Dataset entries
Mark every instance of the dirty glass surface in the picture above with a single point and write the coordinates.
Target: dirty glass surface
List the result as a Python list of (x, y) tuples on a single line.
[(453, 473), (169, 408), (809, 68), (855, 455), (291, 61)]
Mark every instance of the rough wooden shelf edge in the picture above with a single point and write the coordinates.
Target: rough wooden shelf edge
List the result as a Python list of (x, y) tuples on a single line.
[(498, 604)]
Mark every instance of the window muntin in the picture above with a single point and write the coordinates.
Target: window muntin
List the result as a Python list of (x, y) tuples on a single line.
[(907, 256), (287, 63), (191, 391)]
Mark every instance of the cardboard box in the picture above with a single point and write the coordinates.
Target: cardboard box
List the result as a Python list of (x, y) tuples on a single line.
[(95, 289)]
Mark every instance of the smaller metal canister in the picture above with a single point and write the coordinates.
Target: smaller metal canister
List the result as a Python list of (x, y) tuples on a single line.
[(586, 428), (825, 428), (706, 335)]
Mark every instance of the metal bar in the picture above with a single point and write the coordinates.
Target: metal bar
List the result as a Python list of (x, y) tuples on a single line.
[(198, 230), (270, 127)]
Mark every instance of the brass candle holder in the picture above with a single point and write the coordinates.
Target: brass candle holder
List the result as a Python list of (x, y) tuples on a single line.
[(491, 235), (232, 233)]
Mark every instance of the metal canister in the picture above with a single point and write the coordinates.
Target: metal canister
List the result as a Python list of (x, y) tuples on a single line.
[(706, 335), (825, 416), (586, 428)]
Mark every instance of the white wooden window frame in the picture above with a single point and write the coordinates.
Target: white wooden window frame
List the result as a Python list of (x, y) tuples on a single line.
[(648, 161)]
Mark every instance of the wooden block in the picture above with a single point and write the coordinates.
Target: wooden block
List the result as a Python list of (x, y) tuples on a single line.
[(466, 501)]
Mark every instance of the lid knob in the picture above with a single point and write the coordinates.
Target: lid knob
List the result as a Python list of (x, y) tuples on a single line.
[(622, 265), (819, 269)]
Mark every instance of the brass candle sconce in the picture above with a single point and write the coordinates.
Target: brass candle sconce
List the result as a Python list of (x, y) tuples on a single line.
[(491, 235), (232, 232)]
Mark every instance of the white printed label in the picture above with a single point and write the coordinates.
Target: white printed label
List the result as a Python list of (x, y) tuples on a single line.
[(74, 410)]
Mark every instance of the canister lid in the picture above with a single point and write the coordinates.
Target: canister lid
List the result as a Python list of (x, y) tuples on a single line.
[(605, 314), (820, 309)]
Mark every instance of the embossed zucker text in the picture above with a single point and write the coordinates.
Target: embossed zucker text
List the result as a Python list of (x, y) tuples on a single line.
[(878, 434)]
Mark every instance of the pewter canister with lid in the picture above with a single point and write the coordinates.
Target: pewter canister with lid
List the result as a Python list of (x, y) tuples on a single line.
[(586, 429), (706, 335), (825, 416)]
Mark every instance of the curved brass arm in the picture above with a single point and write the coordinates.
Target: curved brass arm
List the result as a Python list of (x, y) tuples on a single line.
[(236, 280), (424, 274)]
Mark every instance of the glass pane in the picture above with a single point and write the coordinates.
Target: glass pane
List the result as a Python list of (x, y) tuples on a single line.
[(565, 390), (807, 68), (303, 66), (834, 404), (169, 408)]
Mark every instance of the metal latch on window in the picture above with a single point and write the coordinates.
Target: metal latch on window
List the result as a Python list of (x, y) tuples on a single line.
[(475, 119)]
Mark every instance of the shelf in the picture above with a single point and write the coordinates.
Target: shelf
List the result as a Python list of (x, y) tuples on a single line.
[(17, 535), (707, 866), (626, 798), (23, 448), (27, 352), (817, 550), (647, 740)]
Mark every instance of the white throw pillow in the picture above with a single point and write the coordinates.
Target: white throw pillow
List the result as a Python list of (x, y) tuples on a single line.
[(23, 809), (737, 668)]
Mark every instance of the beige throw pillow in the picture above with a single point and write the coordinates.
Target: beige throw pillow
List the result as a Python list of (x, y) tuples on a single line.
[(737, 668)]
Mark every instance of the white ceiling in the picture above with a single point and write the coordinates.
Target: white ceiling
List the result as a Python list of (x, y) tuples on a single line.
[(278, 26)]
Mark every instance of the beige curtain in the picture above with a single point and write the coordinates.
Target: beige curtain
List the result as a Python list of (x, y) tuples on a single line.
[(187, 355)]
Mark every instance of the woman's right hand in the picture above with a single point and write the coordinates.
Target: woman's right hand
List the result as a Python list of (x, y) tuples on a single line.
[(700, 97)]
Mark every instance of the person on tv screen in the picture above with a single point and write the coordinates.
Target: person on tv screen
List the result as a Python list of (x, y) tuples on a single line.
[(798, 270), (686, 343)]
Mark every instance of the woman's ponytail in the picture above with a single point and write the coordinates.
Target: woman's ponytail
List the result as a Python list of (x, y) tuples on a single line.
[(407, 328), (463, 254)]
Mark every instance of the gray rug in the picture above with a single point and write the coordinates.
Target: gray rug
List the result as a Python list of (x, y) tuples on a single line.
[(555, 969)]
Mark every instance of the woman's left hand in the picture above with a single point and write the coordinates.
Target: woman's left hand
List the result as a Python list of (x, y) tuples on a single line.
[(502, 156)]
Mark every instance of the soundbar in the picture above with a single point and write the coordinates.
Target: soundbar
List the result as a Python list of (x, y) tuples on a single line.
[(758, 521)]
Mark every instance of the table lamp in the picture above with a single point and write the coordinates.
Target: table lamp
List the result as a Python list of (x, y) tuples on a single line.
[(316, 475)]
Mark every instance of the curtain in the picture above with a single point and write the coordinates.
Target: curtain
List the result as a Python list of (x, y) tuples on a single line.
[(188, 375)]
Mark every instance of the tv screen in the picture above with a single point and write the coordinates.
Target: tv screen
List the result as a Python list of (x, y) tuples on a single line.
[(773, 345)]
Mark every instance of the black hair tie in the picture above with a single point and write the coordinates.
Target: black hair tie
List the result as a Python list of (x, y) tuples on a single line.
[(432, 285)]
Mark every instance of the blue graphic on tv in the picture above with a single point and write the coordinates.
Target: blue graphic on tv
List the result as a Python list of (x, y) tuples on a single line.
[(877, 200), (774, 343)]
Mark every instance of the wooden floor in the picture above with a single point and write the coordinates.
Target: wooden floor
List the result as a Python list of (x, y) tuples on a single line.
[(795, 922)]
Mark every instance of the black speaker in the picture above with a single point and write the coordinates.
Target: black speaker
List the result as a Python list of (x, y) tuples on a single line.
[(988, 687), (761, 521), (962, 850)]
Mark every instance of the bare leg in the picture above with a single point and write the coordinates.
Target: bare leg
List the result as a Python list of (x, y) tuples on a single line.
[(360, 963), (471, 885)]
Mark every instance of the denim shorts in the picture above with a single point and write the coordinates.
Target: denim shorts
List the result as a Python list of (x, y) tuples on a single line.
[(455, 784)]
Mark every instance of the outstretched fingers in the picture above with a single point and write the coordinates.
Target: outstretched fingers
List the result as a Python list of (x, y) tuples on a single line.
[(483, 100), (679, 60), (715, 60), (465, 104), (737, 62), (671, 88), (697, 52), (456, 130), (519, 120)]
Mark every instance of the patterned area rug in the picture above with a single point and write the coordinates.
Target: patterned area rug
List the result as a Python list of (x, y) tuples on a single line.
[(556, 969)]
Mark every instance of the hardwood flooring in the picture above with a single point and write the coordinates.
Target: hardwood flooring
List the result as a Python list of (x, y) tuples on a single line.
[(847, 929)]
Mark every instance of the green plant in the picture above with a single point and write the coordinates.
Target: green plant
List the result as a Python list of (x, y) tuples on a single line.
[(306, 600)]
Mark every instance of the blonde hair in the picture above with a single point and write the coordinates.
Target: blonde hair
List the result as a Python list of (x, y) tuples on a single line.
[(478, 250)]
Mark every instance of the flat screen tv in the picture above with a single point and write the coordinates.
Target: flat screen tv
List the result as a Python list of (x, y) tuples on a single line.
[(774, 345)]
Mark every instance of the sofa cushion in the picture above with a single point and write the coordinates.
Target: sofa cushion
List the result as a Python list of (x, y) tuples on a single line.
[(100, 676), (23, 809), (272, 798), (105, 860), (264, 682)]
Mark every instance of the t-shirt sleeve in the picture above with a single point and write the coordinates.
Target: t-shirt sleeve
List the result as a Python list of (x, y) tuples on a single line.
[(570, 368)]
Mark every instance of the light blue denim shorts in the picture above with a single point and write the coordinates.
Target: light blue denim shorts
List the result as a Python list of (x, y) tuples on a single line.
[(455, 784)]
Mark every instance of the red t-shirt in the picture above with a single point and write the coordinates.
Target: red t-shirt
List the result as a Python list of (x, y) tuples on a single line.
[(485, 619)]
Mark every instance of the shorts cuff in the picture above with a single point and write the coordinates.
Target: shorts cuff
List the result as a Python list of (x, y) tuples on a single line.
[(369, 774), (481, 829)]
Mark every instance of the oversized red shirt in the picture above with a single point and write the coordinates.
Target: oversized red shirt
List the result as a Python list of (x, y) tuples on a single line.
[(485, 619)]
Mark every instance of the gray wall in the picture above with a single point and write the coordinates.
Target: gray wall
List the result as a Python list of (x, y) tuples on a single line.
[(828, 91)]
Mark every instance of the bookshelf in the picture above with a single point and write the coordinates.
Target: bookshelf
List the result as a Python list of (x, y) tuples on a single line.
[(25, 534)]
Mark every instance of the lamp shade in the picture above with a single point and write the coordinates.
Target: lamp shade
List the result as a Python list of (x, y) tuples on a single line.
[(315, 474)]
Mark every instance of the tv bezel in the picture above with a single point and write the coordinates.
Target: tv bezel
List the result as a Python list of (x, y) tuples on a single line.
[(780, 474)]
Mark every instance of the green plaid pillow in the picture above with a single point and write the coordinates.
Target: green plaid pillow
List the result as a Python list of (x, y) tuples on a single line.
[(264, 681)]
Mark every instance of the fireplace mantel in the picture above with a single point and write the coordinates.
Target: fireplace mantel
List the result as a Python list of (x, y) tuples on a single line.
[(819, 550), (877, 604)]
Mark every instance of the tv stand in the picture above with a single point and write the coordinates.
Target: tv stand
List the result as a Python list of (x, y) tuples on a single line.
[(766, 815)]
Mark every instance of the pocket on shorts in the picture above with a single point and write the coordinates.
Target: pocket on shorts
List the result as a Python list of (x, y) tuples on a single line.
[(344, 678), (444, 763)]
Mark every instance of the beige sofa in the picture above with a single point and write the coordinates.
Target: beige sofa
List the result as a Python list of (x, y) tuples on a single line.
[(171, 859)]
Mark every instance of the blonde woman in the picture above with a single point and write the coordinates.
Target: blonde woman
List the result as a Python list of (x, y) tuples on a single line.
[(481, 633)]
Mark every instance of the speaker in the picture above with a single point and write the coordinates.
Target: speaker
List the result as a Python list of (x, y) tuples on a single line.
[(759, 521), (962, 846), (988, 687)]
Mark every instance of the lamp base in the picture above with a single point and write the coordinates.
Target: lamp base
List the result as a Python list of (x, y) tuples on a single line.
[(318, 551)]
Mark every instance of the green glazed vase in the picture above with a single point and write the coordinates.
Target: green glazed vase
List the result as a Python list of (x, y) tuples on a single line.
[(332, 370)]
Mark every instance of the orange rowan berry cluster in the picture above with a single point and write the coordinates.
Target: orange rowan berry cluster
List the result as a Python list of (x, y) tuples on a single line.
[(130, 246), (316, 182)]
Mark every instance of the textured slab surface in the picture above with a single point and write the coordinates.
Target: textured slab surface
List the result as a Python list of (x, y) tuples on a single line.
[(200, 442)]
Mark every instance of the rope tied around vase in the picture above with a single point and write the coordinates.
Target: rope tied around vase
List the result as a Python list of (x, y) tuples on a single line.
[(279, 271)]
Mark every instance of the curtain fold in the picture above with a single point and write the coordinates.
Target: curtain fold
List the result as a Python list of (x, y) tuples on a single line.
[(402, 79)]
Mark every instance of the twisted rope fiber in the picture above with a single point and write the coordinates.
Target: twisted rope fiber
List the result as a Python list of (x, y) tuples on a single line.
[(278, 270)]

Try it » Using the entries above, state the number of lines that include "throw". Add nothing else.

Result below » 4